* Exercise details: Using the listing below, please gather every line containing the word "spaces".
___ Records for this task
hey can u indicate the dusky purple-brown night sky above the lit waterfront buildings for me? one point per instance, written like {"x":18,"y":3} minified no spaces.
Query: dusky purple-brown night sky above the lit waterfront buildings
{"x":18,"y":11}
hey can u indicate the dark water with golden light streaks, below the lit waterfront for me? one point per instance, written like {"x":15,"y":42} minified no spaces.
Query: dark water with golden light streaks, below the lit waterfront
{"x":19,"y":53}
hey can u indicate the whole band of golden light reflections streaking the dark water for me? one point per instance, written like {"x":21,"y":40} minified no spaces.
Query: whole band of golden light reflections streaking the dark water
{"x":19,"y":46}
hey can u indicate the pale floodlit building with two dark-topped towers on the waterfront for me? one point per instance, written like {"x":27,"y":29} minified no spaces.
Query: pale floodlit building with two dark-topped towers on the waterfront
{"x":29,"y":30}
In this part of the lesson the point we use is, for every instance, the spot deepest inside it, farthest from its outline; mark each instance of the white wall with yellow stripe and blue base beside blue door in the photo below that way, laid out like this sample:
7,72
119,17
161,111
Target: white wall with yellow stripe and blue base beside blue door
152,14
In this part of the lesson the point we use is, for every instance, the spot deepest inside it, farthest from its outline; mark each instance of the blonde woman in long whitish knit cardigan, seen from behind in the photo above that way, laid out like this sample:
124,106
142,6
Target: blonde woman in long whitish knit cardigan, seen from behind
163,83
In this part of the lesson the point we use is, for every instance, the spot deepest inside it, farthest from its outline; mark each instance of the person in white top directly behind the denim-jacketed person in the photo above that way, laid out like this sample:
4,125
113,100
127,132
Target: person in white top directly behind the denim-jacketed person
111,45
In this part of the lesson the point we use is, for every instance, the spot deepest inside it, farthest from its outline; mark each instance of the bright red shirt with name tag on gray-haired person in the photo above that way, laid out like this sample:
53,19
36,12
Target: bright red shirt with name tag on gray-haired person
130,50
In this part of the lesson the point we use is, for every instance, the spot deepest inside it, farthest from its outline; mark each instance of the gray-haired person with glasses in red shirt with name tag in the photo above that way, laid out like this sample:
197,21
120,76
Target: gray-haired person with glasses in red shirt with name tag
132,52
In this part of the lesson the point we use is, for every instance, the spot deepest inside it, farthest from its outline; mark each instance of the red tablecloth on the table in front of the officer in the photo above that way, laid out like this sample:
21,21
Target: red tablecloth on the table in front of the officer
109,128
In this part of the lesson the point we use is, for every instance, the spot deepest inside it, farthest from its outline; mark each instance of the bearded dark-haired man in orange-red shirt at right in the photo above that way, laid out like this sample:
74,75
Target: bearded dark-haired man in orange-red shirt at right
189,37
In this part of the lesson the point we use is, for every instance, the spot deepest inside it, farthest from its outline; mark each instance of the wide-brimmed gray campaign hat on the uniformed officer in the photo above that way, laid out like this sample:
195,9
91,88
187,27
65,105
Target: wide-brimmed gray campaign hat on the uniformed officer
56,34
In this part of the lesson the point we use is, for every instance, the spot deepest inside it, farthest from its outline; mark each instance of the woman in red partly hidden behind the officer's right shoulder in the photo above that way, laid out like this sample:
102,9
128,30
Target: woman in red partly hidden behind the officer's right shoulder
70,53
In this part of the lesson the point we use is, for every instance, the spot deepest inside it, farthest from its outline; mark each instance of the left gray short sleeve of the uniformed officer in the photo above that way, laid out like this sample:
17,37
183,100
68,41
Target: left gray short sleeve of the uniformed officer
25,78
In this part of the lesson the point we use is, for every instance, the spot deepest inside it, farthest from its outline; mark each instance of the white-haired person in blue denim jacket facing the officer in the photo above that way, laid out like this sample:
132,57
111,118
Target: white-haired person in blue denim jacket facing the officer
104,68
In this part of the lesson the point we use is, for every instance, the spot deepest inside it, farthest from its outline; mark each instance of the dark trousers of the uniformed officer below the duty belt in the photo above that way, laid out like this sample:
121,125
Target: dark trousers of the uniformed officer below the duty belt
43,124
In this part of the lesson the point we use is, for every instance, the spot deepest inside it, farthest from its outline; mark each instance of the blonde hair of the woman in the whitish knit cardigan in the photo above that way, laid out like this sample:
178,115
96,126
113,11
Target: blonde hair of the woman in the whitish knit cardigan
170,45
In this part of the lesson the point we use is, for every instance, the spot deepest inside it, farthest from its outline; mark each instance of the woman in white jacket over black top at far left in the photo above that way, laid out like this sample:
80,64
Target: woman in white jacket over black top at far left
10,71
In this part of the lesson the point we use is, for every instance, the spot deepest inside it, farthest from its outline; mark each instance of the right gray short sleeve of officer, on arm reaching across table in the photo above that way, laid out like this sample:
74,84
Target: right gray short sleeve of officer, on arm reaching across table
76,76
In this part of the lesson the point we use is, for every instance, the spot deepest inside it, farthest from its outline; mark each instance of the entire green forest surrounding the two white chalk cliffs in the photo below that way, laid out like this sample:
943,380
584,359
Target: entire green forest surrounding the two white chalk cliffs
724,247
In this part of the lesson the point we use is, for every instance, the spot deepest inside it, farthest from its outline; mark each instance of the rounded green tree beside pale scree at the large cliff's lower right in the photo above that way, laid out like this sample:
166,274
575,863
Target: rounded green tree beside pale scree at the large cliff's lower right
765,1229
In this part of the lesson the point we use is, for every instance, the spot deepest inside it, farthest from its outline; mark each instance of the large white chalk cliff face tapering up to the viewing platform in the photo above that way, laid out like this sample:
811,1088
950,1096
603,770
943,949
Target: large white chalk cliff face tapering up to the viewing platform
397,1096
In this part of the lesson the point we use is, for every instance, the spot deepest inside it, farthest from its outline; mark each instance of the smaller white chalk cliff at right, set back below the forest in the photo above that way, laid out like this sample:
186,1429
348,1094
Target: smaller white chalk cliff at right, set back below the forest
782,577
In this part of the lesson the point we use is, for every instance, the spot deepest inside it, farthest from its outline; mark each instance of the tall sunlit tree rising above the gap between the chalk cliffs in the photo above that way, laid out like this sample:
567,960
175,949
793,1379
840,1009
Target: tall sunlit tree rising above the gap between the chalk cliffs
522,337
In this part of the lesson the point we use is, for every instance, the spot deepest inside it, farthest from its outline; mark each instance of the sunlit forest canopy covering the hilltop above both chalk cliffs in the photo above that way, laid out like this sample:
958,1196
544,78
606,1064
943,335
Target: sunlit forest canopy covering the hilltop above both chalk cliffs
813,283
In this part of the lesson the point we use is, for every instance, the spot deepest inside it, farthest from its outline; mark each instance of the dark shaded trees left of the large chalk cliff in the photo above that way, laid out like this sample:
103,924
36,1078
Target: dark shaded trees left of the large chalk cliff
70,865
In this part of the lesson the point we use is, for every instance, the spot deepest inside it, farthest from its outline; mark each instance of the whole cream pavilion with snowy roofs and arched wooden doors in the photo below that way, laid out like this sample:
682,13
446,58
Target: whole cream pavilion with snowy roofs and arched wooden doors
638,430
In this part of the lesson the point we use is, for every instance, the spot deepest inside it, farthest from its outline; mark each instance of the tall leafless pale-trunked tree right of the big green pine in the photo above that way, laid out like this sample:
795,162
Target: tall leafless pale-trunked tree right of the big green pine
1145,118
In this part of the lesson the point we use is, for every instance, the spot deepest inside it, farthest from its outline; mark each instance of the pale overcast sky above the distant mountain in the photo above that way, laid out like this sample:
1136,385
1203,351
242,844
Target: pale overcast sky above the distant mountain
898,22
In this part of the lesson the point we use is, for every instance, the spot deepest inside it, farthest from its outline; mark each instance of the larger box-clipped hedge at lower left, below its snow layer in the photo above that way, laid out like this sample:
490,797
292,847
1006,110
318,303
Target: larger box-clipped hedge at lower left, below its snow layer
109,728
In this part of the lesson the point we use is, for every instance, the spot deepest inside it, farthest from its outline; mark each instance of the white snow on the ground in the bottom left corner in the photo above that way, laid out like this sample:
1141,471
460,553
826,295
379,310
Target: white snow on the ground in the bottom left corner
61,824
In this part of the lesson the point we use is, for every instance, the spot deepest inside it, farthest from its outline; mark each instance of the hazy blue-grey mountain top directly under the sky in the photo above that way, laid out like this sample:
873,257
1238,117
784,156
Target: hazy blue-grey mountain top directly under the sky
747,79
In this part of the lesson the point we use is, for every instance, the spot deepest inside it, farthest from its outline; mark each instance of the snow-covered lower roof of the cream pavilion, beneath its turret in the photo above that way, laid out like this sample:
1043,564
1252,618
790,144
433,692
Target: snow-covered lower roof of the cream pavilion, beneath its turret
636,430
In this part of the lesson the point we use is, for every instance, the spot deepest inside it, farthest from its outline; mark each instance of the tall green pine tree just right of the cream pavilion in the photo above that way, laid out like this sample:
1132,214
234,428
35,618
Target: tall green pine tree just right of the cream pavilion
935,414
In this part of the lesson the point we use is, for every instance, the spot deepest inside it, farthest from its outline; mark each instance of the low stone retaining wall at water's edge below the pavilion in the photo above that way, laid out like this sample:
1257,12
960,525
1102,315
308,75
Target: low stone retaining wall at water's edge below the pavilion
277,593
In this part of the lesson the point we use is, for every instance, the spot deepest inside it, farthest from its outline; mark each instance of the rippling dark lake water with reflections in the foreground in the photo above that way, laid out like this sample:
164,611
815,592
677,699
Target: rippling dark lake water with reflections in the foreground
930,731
______
* Answer below:
hey can u indicate the dusky purple-brown night sky above the lit waterfront buildings for me? one point per instance, written like {"x":18,"y":3} minified no spaces.
hey can u indicate the dark water with golden light streaks, below the lit waterfront for me? one point per instance, written like {"x":15,"y":42} minified no spaces.
hey can u indicate the whole band of golden light reflections streaking the dark water for me? one point per instance, written like {"x":21,"y":40} minified no spaces.
hey can u indicate the pale floodlit building with two dark-topped towers on the waterfront for me? one point per instance, written like {"x":27,"y":29} minified no spaces.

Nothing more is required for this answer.